_Trecho do texto:_
- - - - -

O desenho necessário para que uma Rua Compartilhada se concretize envolve intervenções urbanísticas nas superfícies, no mobiliário e na (não) sinalização das vias. A respeito da superfície, o primordial é o nivelamento da via, de forma que outros materiais, cores e texturas se diversifiquem e indiquem as linhas de deslocamento, mas que não haja desnível. Se bem implementada, essa intervenção garante a acessibilidade a todos os habitantes e, de acordo com o documento, “provoca a sensação de que os veículos motorizados estão invadindo o espaço público das pessoas e não o contrário.”

“Na construção de uma rua compartilhada é essencial que haja um pavimento em um único nível, mas que não seja de asfalto, porque é um material que favorece a velocidade, algo que esse modelo tenta reduzir. A ideia aqui é ter espaços para ficar e sentar, o que muda a lógica de estar na rua”, afirma Letícia Sabino, diretora do SampaPé.

As Ruas Compartilhadas também devem investir em iluminação, implementação de áreas verdes e lugares de descanso. São ferramentas que ajudam a delimitar espaços, diminuir a velocidade dos automóveis, além de proporcionar conforto às pessoas a pé e de bicicleta.

Já a sinalização perde totalmente lugar em uma Rua Compartilhada, onde os usos são negociados e não impostos por regras. Isso significa que, em alternativa às placas, elas apresentam diferentes texturas e cores nos pavimentos, além de árvores e mobiliário urbano que contribuem para reduzir a velocidade dos veículos e estimular a permanência dos usuários.

Nas Ruas Compartilhadas, a acessibilidade para pessoas com deficiência visual deve ser solucionada a partir de delimitações de espaços ou com a implantação de pisos táteis, já que menos marcadores podem, na verdade, confundir e não ajudar a circulação dessa população.

Para Letícia Sabino, diretora do SampaPé, o conceito de Ruas Compartilhadas ainda não existe no Código de Trânsito brasileiro,  o que dificulta sua implementação em território nacional. “É ainda uma ideia muito tímida no Brasil, e aí reside a contribuição do Manual.” Criadas em cidades europeias, várias vias brasileiras já carregam espontaneamente elementos de Ruas Compartilhadas, como é o caso da rua Alberto Borges Soveral, que dá acesso à estrada do M’Boi Mirim, no Jardim Ângela.

“Várias vias de acesso têm essas características, porque são regiões em que as calçadas são super sinuosas e estreitas, as pessoas já andam na rua e compartilham esse espaço com os carros”, relata Letícia, enfatizando que ainda seriam necessárias outras intervenções para que o espaço se tornasse, de fato, uma Rua Compartilhada. “Seria muito melhor essa configuração em uma estrutura que desse segurança para quem não está motorizado”, acrescenta.

Rua Compartilhada em Belo Horizonte
Modelo de Rua Compartilhada de Belo Horizonte (MG)

Rio de Janeiro, Fortaleza e Belo Horizonte também possuem Ruas Compartilhadas: a Rua dos Inválidos, Rua Otoni Façanha de Sá e a esquina entre a Rua Pernambuco e a Fernandes Tourinho, respectivamente. Elas passaram por revitalizações urbanas e agora possuem menos vagas para carros, priorizam a circulação de pedestres e têm pinturas no chão com sinalizações e locais de descanso.

- - - - -

_Material fornecido:_
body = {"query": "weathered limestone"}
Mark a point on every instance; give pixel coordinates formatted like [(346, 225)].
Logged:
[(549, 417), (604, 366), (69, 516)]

- - - - -

_Tarefa:_
Reproduza fielmente o trecho do texto sobre Ruas Compartilhadas que vai de "Rio de Janeiro, Fortaleza" até "locais de descanso.". O material apresentado não é necessário.

_Resposta:_
Rio de Janeiro, Fortaleza e Belo Horizonte também possuem Ruas Compartilhadas: a Rua dos Inválidos, Rua Otoni Façanha de Sá e a esquina entre a Rua Pernambuco e a Fernandes Tourinho, respectivamente. Elas passaram por revitalizações urbanas e agora possuem menos vagas para carros, priorizam a circulação de pedestres e têm pinturas no chão com sinalizações e locais de descanso.